Hi all, recently I was exploring how to synchronize data from two Elasticsearch clusters of different versions, and luckily I came across a fantastic open-source tool on Github called INFINI Gateway.
According to the official description, INFINI Gateway is a reverse proxy for Elasticsearch clusters that can do many things, such as traffic control, query result caching, request logging and analysis, as well as traffic replication.
Traffic replication means that INFINI Gateway replicates the traffic it receives to multiple clusters, which can be different versions of Elasticsearch or even Opensearch, which is amazing.
I had also considered using a message queue to achieve synchronization between multiple ES clusters, but I believe that INFINI Gateway’s solution is better, lighter, and offers more extensibility features that I may consider using in the future.
Now, let me briefly talk about how I used INFINI Gateway to achieve data synchronization.
- Download
Click here. - Modify the INFINI Gateway configuration file
The default config file is not for Traffic Replication. Download this configuration file from github and modify it according to your envs.
I only modified the resource definition section at the top.

###

Resume the post on synchronizing Elasticsearch clusters with INFINI Gateway, carrying it on from its final sentence.

=== Material ===
###

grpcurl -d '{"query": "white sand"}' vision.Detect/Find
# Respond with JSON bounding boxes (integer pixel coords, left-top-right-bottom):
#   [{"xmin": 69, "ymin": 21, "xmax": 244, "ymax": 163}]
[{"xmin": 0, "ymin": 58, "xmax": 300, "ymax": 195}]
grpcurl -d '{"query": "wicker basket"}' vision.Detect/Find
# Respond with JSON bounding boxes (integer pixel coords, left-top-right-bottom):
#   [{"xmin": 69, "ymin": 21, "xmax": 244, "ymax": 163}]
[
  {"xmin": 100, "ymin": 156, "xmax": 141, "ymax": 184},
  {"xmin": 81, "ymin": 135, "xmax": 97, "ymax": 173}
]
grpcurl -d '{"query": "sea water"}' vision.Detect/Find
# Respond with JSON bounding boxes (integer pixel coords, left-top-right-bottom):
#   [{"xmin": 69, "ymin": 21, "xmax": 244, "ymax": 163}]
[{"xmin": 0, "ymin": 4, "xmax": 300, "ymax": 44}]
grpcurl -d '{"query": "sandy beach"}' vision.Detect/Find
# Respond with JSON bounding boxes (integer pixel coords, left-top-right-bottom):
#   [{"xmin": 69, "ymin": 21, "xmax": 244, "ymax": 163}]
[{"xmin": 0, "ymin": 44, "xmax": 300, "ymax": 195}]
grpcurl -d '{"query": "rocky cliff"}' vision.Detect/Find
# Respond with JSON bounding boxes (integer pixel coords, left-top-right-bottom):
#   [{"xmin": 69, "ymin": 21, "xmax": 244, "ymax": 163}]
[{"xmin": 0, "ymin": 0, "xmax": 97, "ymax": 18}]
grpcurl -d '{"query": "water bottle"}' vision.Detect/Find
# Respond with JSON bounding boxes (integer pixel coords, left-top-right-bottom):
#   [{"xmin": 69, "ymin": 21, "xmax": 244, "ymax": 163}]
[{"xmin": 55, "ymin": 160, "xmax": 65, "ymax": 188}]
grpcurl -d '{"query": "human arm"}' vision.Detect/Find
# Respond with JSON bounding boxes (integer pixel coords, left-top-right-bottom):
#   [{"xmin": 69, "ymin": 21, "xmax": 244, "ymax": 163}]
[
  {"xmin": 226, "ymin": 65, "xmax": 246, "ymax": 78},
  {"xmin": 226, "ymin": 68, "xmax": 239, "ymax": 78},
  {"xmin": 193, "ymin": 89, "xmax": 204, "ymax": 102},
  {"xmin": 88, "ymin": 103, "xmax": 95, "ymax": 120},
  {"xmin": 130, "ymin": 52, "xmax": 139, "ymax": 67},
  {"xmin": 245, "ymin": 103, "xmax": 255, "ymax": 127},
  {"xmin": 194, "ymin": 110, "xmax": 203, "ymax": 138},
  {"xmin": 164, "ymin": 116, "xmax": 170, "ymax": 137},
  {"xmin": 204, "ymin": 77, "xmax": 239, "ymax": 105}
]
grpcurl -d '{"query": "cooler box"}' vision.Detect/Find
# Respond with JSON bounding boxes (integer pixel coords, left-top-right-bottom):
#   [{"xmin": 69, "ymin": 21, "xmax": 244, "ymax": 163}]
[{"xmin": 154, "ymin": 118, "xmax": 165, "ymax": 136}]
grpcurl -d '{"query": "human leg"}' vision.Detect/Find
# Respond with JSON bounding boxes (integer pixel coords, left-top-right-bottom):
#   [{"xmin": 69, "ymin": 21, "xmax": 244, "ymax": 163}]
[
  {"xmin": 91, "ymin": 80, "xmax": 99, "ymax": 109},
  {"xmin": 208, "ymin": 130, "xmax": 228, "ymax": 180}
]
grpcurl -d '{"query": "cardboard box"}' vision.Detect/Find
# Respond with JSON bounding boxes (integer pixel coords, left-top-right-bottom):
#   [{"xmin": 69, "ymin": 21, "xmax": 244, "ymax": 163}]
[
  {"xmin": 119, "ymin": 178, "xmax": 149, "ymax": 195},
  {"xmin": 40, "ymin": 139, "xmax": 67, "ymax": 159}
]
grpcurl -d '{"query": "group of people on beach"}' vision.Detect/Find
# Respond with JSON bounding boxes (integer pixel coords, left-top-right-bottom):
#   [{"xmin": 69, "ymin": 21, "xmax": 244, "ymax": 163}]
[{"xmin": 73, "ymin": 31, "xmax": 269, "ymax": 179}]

###

=== Expected output ===
#primary
PRIMARY_ENDPOINT: http://192.168.56.3:7171
PRIMARY_USERNAME: elastic
PRIMARY_PASSWORD: password
PRIMARY_MAX_QPS_PER_NODE: 10000
PRIMARY_MAX_BYTES_PER_NODE: 104857600 #100MB/s
PRIMARY_MAX_CONNECTION_PER_NODE: 200
PRIMARY_DISCOVERY_ENABLED: false
PRIMARY_DISCOVERY_REFRESH_ENABLED: false
#backup
BACKUP_ENDPOINT: http://192.168.56.3:9200
BACKUP_USERNAME: admin
BACKUP_PASSWORD: admin
BACKUP_MAX_QPS_PER_NODE: 10000
BACKUP_MAX_BYTES_PER_NODE: 104857600 #100MB/s
BACKUP_MAX_CONNECTION_PER_NODE: 200
BACKUP_DISCOVERY_ENABLED: false
BACKUP_DISCOVERY_REFRESH_ENABLED: false
-
Run
./gateway-linux-amd64 -config replication_via-disk.yml -
Testing
Shoot your bulk requests to the Gateway's endpoint which defaults to http://Your-IP:18000
Once the PRIMARY has executed the bulk request successfully, the Gateway then replicates the bulk request to the BACKUP. Otherwise, the Gateway just returns the error information from the PRIMARY to the client that sent the bulk request.
If you send a query to the gateway, it will be forwarded to the PRIMARY for execution, and the results will be returned to the client.
Interestingly, if the PRIMARY is unavailable when you send the query, it will be forwarded to the BACKUP for execution and return the results.
I hope this can help those in need.